Görevler:
A. Aşağıdaki ifadelerin verilen metinle uyuşup uyuşmadığını belirtin: (i) Yazar, Özel'le ilgili haberi RisaleHaber sitesinde gördüğünü söylüyor. (ii) Yazara göre Risâle-i Nur tenkîdden muaftır. (iii) Yazar, yirmi yıldır Nurları okuduğunu belirtiyor. Her biri için evet ya da hayır deyin ve kararı belirleyen metin ifadesini birebir alıntılayın.
B. Verilen metne göre yazarın İsmet Özel'e ulaşmasına engel olan büyük uçurum nedir?
C. Verilen metinde "Geçtiğimiz günlerde, İsmet" ifadesinden aşağıya, "yaptıkları büyük hizmet." ifadesine kadar uzanan bölümün tamamını aynen yeniden yazın.

Verilen Metin:
########
Geçtiğimiz günlerde, İsmet Özel’in bir konuşmasında Risâle-i Nurlara hakaret ettiği, “İsmet Özel’den Risâle-i Nur’a hakaret” başlığıyla RisaleHaber sitesinde dikkatimi çekti.
Fakir, kırk yıldır Nurları heceleyen biri... Nurculuk, en sıradan ferdi olmakla iftihar ettiği cihanşümul İslâm dâvâsı. Bediüzzaman’ın da, eserlerinin de, şâkirdlerinin de yegâne kıymetleri; İslâmiyet’in inkişaf ve ihyâsına yaptıkları büyük hizmet.
Özel’in haber metninde yer alan , “...ben öteden beri Risale-i Nur okuyan insanlara hayret etmişimdir. Bu kadar kötü bir Türkçeye tahammül ediyorlarsa insanlar, demek ki hiçbir şey anlamamayı peşin olarak kabul etmişler demektir.” ifâdeleri, muharrire başlığı ilhâm etmiş.
Bu ifâdelerde hakaret var mı, yahut şâirin maksadı hakaret etmek midir; ayrı mesele. Mevzua bir kaç twitter mesajı ile müdahil olmamın asıl sebebi, bu tenkîdin Özel’den gelmiş olması. Zirâ, itiraf etmeliyim ki, ruh ve düşünce dünyasında kıymetli bir şeylerin olabileceğine iihtimâl verdiğim İsmet Özel’e ulşmama mâni teşkil eden büyük uçurum; dilinin kötü olması değil, bir dilinin olmaması. Yamalı bohça, demeye şâyân kelime ve “tilcik” harmanı, kötü mü kötü bir dil. İsbatına kendimi mecbur hissettiğim bu dâvâyı izâh için okuma külfetine katlandığım makâle de aramızdaki uçurumu doldurmanın mümkün olmadığını, kat’iyetle gösteriyor.
Özel’in makâlesini tenkîdden önce, Üstad ve Risâle-i Nurlara dâir bir kaç husûsu ifâde etmek isterim.
Öncelikle bilinmesi gerekir ki, Bediüzzaman, Risâle-i Nur ve şâkirdlerinin mümeyyiz kıymetleri: İslâmiyet’e yaptıkları muhteşem hizmet, Kur’an ve Sünnet’in ihyası için gösterdikleri büyük gayrettir. Kur’an ve İslâmiyet’e istinadlarını çekip alırsanız yıkılır, ademe inkılâb ederler. Hakikî kıymet, Kur’an ve Sünnet’indir.
Sonra; Risâle-i Nur da, Üstad da, talebeleri de tenkîdden muaf değiller, edilebilirler. Fakat bu imkân, tenkîd edecek haklı bir şey bulmanızla vücûd bulabilir. Nefsü’l emir itibariyle her insanın bir katl yapması mümkündür. Fakat bu mümkünden hareketle, iihtimâli kat’i sayıp hiç bir insanı cinâyet isnadıyla muhakeme edemez, cezâ ile hapishâneye tıkamazsınız. Tıksanız, zulüm olur. Üstelik de bu mantıkla içeriye alınmayacak tek bir âdem kalmaz; nefsiniz de hükmün istisnası değildir.
########
Verilen Liste:

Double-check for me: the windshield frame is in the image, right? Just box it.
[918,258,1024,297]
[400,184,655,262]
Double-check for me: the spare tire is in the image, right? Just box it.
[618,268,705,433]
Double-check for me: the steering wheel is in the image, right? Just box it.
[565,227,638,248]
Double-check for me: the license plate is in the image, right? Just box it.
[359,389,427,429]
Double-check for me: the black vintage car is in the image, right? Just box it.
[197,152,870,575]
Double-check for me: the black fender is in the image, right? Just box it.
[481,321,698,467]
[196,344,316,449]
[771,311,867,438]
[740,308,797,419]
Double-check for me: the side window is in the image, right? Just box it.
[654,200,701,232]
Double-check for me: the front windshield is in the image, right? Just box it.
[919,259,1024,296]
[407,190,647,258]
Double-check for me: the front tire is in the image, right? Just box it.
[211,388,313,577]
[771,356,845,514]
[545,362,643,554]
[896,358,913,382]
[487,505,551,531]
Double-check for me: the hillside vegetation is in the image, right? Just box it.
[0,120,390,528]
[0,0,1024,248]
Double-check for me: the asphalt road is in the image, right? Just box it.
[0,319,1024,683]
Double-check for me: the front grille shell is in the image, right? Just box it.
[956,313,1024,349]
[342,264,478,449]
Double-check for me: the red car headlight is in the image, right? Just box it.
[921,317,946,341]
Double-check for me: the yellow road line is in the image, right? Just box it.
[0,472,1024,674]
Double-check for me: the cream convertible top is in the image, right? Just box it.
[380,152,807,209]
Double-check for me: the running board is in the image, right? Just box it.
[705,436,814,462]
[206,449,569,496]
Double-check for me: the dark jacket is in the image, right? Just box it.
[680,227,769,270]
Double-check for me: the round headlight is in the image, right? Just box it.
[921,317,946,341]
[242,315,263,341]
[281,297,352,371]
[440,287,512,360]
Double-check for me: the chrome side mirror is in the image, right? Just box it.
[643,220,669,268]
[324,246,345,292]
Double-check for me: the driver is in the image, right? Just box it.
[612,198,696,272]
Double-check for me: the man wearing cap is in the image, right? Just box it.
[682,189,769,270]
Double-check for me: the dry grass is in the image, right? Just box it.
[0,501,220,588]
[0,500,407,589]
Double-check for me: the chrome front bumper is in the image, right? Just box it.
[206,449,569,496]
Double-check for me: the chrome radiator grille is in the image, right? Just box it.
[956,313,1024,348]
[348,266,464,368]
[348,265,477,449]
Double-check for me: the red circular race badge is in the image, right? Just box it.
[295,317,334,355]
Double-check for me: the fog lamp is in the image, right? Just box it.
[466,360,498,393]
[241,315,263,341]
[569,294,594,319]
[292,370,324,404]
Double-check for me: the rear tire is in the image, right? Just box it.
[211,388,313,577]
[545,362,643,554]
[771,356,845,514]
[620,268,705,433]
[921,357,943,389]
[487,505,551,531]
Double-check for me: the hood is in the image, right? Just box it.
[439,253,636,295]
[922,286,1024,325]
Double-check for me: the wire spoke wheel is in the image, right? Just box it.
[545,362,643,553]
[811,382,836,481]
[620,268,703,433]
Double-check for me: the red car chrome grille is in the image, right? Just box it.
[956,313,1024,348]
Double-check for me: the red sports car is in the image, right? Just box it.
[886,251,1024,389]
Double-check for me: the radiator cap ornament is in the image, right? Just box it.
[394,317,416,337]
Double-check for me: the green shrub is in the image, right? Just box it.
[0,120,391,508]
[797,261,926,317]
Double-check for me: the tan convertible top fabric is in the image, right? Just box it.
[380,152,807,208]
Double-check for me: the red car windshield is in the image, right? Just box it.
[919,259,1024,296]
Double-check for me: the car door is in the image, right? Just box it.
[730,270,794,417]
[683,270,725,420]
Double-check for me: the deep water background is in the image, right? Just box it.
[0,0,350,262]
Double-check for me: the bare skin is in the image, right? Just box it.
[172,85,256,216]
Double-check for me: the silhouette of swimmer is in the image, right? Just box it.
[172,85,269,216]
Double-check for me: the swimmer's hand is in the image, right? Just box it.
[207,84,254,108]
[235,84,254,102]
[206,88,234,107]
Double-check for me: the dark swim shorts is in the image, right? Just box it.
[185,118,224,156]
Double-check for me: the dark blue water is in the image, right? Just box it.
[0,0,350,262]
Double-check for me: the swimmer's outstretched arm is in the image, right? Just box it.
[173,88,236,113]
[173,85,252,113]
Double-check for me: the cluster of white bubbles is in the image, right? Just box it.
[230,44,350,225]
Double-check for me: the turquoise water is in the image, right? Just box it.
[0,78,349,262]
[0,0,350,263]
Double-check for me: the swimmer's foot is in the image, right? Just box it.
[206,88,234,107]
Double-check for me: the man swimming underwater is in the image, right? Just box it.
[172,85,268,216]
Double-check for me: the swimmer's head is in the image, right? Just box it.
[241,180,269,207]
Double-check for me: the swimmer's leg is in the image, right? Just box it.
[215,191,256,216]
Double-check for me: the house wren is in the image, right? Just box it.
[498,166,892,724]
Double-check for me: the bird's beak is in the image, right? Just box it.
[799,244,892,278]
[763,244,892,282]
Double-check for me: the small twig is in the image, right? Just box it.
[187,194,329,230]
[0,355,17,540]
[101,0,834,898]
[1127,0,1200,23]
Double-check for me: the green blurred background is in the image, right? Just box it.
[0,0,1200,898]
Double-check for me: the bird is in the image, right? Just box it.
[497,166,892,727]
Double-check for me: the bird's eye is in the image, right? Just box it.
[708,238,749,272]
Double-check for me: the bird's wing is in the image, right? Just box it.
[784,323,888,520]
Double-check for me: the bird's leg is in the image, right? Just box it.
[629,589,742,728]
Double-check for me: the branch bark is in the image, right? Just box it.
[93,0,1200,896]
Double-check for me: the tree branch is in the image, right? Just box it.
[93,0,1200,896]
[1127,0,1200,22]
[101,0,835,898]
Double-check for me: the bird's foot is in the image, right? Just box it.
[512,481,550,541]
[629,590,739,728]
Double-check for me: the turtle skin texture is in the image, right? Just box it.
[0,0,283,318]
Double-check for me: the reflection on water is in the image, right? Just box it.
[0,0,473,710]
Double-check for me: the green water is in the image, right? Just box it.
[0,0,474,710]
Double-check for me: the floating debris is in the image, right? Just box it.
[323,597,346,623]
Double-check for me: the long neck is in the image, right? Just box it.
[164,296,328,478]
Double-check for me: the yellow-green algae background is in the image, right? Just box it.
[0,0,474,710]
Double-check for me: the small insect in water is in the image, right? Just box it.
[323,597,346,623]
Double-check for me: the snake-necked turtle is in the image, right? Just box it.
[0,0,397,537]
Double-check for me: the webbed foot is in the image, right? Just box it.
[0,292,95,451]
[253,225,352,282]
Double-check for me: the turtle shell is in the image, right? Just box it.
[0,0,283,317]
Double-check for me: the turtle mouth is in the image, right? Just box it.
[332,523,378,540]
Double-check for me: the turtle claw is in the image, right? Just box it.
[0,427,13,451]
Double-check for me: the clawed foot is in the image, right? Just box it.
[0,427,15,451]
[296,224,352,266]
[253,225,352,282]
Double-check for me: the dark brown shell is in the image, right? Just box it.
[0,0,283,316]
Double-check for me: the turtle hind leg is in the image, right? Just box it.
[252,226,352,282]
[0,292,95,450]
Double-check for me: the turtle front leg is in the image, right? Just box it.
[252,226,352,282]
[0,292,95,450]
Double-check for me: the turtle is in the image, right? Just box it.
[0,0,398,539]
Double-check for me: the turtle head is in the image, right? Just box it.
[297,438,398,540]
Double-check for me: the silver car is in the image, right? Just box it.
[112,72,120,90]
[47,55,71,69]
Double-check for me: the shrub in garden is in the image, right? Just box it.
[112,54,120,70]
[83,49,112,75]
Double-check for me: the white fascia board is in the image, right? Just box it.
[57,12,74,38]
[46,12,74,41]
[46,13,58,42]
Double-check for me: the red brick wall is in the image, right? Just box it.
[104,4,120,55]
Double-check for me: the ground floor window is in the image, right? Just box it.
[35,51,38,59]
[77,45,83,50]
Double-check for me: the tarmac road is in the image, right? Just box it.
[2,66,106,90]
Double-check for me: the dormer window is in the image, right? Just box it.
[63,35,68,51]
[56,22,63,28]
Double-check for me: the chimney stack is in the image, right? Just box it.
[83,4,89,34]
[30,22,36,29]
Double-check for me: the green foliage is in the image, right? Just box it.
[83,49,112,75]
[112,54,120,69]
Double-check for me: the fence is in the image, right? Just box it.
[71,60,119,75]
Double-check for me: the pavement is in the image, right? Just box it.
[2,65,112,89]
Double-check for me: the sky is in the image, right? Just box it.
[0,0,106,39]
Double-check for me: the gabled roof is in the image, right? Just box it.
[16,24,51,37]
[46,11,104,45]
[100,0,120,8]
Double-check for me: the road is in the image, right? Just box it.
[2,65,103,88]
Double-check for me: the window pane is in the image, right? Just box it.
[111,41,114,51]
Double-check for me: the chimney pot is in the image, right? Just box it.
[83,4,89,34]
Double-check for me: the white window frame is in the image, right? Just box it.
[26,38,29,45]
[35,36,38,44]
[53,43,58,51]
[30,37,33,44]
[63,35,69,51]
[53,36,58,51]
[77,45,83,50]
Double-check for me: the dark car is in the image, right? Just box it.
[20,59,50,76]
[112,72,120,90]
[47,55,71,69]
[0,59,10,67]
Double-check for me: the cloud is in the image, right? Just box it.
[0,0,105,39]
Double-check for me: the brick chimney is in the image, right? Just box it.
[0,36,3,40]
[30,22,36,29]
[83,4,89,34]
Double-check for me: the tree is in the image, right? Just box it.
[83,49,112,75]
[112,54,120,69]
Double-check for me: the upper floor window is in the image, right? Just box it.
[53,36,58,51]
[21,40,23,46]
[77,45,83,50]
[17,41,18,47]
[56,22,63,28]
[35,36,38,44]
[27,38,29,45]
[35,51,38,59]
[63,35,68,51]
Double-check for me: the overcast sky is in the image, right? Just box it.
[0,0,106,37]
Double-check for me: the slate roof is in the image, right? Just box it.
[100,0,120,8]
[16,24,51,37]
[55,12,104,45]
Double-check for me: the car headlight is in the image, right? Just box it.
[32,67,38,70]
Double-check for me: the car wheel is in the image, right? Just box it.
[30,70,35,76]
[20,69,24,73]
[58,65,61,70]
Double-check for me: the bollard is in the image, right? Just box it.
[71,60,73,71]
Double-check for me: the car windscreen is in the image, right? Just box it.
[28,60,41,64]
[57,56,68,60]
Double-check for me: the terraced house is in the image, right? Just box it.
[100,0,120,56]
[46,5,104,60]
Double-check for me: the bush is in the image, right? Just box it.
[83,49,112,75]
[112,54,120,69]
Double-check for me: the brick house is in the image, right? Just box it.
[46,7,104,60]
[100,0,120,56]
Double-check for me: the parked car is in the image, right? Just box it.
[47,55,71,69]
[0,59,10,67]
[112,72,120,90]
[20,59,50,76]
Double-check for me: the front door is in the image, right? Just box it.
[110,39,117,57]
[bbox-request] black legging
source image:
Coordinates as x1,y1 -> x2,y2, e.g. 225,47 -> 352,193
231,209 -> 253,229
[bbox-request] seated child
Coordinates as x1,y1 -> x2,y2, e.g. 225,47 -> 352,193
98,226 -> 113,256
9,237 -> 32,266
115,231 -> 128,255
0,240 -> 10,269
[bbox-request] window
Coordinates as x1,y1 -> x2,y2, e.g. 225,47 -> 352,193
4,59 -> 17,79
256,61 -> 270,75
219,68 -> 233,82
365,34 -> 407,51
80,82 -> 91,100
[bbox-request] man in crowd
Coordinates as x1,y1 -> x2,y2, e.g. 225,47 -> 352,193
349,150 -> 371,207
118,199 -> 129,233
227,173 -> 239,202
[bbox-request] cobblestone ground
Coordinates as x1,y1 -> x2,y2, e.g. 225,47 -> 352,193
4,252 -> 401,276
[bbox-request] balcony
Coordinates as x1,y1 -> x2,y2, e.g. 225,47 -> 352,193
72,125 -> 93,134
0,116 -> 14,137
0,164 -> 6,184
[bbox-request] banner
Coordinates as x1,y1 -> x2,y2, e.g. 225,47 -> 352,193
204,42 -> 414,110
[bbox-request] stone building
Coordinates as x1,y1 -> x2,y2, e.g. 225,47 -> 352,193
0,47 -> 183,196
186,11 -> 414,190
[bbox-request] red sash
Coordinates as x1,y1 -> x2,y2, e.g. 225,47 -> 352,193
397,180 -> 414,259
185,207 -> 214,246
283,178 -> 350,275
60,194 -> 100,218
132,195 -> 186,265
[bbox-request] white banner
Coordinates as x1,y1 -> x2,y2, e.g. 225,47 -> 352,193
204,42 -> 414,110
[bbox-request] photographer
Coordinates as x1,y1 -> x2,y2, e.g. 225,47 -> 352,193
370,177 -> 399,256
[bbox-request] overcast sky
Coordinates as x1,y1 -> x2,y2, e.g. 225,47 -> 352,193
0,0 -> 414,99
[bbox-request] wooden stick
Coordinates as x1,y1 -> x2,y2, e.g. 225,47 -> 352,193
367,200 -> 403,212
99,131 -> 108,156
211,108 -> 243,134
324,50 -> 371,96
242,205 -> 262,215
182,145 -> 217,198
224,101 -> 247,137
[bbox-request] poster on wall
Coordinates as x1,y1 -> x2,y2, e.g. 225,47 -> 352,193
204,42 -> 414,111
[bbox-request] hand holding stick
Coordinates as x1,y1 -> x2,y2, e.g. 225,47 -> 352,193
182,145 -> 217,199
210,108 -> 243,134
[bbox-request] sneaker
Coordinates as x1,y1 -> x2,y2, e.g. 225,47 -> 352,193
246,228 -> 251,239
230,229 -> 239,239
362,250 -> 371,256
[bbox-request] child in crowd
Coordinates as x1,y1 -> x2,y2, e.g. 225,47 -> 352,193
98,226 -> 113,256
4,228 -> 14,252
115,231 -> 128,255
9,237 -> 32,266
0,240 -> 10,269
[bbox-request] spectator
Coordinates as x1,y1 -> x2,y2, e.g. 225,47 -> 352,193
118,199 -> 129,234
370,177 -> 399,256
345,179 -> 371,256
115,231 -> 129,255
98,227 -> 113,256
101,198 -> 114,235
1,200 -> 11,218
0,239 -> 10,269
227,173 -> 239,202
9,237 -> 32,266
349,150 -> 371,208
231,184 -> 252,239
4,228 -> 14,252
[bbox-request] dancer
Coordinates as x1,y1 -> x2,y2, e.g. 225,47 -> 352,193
########
Görev Cevapları:
A.
(i) Evet: "RisaleHaber sitesinde dikkatimi çekti"
(ii) Hayır: "Risâle-i Nur da, Üstad da, talebeleri de tenkîdden muaf değiller, edilebilirler."
(iii) Hayır: "Fakir, kırk yıldır Nurları heceleyen biri..."

B. Özel'in dilinin kötü olması değil, bir dilinin olmaması.

C.
Geçtiğimiz günlerde, İsmet Özel’in bir konuşmasında Risâle-i Nurlara hakaret ettiği, “İsmet Özel’den Risâle-i Nur’a hakaret” başlığıyla RisaleHaber sitesinde dikkatimi çekti.
Fakir, kırk yıldır Nurları heceleyen biri... Nurculuk, en sıradan ferdi olmakla iftihar ettiği cihanşümul İslâm dâvâsı. Bediüzzaman’ın da, eserlerinin de, şâkirdlerinin de yegâne kıymetleri; İslâmiyet’in inkişaf ve ihyâsına yaptıkları büyük hizmet.